* **Task prompt**
How many lines of the data contain the word "shirt"? Give only that number.
━━━ Data for processing
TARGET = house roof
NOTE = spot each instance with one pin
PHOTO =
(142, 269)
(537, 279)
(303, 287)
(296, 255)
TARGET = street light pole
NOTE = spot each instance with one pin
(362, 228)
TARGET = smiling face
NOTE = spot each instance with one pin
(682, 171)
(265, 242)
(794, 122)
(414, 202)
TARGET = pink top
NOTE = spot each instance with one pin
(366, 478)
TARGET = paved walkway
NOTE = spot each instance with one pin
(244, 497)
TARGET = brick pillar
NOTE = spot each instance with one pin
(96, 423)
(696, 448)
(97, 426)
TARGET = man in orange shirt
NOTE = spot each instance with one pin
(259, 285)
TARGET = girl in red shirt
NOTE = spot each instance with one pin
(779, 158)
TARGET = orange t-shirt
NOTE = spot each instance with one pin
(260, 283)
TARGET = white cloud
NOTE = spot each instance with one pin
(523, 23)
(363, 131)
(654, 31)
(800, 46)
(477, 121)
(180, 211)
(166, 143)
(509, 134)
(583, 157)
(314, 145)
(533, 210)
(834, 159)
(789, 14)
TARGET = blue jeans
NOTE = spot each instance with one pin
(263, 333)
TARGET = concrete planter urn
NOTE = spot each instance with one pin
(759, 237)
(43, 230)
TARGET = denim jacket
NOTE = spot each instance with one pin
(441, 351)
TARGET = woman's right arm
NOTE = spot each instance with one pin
━━━━━━
* **Task response**
3